◆ **TASK GOAL**:
Return the records below line for line without any change, leaving out the pictures.

Records drawn from a collection
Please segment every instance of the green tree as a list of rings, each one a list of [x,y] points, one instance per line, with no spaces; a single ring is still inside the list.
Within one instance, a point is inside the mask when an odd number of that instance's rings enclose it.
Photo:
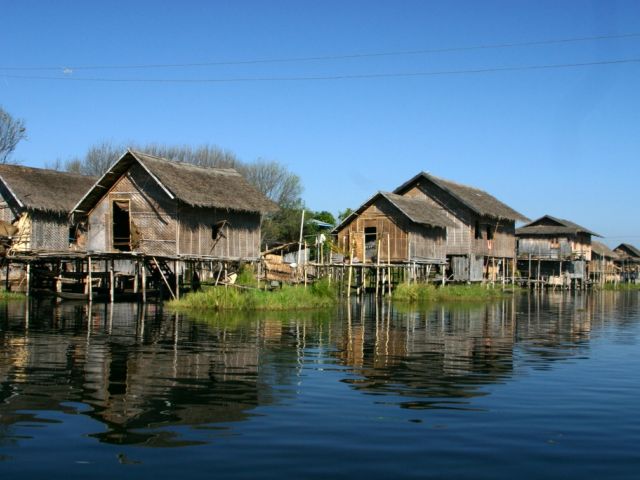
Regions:
[[[0,164],[9,163],[18,143],[27,138],[24,121],[13,118],[0,107]]]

◆ **TASK RESPONSE**:
Please segment every instance of the green tree as a list of rings, each one a list of [x,y] points, one instance per line, with no spaces; a single ring is still inside the list.
Within one instance, a point is inside the mask when an odd number of that instance's rings enclose it.
Photo:
Regions:
[[[0,164],[9,163],[18,143],[27,138],[24,121],[13,118],[0,107]]]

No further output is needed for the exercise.